--- START DOCUMENT TEXT ---
Dr. Emory Kempton Lindquist (Feb. 29, 1908 – Jan. 27, 1992) was the president of Bethany College (1943–1953) in Lindsborg, Kansas and Wichita State University in Wichita, Kansas (1963–1968). He also served as a professor and authored many articles and books, especially regarding Swedish-American history.

Early life
Emory K. Lindquist was born in Lindsborg, Kansas. He was the son of Harry Theodore Lindquist (1879–1938) and Augusta Amelia Peterson Lindquist (1885–1973) and was the grandson of Swedish immigrants. He graduated from Bethany College in 1930 and won a prestigious Rhodes Scholarship to University of Oxford in England where he received another bachelor's degree and a master's degree from Jesus College, Oxford and then returned to Bethany to teach in 1933. Lindquist received his Ph.D. from the University of Colorado in 1941. In 1942 Lindquist married Irma Winifred Eleanor (Lann) Lindquist (1909–2007), an alumna of Bethany and a nurse, whom he met at a college reunion.

Career
Lindquist served as President of Bethany College from 1943 to 1953. From 1953 to 1978 he served as professor at Wichita State University. During this period he also served as a Dean and then President of Wichita State University from 1963 to 1968. While president, Lindquist was a member of the Urban League board and added African American staff and faculty to the university. Lindquist continued writing into his retirement and died in 1992 and was buried in the Smoky Hill Cemetery.

Honors
Knighted by King Carl XVI Gustaf of Sweden and received the Order of the North Star in 1976
Carl Sandburg Medal from the Swedish-American Historical Society in 1987
Great Swedish Heritage Award from the Swedish Council of America in 1990
Lindquist Hall in the Wallerstedt Library at Bethany College, and the Emory Lindquist Honors Program at Wichita State are named in Lindquist's honor.
--- END DOCUMENT TEXT ---
--- START LISTED RECORDS ---
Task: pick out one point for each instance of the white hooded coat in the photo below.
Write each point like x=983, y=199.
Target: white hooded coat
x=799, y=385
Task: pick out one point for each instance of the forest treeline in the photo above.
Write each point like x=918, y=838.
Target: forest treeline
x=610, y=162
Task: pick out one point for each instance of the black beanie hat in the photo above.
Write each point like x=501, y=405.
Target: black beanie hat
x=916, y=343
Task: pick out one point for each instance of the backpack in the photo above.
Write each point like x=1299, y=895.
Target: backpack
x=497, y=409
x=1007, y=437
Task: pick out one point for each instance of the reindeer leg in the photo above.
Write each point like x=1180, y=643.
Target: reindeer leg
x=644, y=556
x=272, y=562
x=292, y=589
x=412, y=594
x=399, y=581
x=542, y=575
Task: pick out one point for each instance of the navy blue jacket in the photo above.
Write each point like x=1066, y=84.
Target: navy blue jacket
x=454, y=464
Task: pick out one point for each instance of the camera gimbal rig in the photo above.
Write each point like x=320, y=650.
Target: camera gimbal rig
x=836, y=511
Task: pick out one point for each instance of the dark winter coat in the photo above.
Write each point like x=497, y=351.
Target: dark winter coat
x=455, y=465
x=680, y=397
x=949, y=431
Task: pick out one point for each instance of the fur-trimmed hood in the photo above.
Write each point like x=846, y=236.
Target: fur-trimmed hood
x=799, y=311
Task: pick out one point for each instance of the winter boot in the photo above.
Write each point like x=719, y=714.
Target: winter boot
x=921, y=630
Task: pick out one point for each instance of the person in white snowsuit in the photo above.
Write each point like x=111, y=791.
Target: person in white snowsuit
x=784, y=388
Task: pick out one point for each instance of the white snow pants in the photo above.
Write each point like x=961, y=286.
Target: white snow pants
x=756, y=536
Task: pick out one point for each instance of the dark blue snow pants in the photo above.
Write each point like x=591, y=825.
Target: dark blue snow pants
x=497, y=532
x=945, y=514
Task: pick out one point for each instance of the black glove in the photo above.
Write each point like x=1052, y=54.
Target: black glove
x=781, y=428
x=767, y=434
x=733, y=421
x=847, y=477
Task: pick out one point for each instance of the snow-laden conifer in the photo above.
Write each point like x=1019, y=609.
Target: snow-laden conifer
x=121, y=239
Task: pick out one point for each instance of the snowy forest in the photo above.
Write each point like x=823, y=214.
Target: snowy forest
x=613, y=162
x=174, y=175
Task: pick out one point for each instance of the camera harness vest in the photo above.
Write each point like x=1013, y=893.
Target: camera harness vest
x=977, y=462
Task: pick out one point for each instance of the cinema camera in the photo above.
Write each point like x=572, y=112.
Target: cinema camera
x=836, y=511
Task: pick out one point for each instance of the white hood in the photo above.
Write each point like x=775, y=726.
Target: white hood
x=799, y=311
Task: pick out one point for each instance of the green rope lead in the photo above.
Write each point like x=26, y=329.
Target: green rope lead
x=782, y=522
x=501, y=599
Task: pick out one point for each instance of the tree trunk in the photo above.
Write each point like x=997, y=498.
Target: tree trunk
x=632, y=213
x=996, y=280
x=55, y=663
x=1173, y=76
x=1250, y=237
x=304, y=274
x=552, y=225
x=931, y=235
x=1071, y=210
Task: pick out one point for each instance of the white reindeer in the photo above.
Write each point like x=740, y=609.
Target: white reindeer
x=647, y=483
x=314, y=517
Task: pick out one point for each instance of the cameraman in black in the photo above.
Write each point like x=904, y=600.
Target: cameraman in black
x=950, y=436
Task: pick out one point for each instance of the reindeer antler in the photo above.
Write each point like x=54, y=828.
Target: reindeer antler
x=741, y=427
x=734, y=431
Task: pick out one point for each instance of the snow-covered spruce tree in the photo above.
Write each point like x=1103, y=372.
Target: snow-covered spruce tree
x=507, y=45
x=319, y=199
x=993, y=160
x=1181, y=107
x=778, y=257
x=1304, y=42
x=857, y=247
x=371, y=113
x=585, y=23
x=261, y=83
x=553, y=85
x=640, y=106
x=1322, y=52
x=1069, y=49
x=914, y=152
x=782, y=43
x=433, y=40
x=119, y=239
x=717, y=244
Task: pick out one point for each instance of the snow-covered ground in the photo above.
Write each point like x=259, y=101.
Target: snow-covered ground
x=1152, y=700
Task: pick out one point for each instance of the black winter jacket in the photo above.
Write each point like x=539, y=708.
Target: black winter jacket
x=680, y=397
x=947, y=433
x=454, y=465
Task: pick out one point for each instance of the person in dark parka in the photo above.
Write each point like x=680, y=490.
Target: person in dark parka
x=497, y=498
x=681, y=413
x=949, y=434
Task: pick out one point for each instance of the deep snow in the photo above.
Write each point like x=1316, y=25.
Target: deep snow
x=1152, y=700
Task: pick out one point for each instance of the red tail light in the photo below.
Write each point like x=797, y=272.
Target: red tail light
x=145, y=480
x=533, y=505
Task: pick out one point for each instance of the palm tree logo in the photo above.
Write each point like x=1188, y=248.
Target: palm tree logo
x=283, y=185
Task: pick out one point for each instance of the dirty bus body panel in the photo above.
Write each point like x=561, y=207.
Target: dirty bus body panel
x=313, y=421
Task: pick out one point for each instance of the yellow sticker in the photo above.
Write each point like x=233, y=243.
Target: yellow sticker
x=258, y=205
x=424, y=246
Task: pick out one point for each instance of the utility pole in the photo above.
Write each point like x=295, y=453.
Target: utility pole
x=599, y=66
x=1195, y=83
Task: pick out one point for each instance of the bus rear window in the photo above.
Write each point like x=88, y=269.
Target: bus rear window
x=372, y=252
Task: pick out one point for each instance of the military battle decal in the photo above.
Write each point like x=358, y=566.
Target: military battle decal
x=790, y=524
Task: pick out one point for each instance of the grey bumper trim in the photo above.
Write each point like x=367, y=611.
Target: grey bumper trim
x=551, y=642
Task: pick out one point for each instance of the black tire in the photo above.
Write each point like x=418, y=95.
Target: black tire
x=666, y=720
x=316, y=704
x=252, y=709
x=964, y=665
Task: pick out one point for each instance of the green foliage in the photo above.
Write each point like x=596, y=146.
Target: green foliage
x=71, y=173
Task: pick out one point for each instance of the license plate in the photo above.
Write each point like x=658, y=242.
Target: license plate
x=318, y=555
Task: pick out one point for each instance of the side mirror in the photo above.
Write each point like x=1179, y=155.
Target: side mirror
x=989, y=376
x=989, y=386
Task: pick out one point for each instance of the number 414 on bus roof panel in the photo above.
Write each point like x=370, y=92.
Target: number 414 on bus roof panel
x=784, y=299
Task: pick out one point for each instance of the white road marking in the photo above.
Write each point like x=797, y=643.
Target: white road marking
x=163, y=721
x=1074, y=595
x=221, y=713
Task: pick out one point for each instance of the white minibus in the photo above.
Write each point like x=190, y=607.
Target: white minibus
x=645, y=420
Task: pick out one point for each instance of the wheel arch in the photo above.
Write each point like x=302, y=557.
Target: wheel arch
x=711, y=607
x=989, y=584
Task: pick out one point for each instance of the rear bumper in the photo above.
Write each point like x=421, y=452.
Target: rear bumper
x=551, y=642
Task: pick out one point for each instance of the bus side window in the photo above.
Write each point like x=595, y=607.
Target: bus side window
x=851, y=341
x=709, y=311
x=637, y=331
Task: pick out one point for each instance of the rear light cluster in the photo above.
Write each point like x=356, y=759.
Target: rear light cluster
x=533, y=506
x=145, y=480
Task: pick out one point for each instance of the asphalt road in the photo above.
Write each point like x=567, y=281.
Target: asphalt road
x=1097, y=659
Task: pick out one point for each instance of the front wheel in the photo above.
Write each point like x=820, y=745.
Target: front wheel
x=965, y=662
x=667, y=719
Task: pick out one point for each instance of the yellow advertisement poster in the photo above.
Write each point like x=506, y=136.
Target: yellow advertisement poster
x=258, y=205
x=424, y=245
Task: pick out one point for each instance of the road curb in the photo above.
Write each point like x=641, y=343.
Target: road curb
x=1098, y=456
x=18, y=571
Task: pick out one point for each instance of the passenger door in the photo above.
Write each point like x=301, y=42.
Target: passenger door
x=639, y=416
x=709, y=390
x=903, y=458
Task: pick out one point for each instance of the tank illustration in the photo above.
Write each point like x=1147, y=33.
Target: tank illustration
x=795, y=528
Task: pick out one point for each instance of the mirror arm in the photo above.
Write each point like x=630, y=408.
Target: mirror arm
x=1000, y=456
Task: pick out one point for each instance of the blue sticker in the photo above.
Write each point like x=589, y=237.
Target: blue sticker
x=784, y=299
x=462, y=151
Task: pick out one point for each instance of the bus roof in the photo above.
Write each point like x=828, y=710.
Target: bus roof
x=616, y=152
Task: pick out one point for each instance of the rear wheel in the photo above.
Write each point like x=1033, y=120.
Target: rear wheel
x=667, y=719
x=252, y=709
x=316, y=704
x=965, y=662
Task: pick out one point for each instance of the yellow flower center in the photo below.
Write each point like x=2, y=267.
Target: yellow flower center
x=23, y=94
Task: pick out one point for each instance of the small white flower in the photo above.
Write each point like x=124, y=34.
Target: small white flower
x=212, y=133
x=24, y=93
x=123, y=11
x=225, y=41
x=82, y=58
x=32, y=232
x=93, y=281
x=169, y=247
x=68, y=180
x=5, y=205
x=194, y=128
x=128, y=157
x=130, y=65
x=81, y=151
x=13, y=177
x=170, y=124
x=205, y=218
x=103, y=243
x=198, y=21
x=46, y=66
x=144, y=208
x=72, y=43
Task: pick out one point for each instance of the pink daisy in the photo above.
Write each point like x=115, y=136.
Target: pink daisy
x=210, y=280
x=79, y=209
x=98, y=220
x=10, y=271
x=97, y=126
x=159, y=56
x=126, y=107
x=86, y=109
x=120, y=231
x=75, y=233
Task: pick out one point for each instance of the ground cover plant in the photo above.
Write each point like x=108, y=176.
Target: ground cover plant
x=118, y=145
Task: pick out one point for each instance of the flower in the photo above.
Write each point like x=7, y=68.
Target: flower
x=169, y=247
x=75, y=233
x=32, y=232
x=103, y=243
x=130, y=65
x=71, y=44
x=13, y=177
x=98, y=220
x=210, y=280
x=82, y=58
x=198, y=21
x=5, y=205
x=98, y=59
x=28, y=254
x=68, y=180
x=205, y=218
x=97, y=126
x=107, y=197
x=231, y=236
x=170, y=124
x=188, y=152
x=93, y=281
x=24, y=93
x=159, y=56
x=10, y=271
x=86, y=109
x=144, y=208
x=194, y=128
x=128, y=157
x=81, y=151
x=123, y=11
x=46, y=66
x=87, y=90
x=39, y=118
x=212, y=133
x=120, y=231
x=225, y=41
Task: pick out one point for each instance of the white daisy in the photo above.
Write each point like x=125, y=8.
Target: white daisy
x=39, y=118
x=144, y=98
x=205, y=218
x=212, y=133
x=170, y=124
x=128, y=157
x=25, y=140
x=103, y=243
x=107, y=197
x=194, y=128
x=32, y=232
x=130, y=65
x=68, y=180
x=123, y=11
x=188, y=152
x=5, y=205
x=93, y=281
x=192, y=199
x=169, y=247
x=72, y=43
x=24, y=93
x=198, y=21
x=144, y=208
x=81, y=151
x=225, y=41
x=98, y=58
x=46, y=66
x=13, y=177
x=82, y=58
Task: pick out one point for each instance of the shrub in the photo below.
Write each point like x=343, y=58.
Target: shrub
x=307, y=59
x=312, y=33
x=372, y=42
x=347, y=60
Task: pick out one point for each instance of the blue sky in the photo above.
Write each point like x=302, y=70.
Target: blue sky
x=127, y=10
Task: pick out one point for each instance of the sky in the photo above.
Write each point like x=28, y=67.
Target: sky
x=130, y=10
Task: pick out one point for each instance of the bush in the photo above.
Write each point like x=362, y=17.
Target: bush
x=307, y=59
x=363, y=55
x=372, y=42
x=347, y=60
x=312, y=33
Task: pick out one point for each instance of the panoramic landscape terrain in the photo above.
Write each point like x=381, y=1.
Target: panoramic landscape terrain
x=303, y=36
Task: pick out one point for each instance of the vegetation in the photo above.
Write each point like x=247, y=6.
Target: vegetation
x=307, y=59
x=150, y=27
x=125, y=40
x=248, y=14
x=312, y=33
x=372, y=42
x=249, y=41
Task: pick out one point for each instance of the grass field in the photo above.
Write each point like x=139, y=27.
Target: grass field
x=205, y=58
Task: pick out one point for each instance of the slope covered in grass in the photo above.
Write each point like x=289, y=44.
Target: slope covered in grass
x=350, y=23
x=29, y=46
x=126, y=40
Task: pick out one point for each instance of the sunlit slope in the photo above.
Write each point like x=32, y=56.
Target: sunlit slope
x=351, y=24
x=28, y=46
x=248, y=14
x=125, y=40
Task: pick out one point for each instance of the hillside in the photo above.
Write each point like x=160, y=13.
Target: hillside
--- END LISTED RECORDS ---
- **JOB A**:
According to the Lindquist biography, which university granted him his Ph.D.?
- **JOB B**:
Please reproduce the Lindquist biography word for word, from "Dr. Emory Kempton" to "regarding Swedish-American history.".

- **CORRECT RESPONSE A**:
The University of Colorado, in 1941.

- **CORRECT RESPONSE B**:
Dr. Emory Kempton Lindquist (Feb. 29, 1908 – Jan. 27, 1992) was the president of Bethany College (1943–1953) in Lindsborg, Kansas and Wichita State University in Wichita, Kansas (1963–1968). He also served as a professor and authored many articles and books, especially regarding Swedish-American history.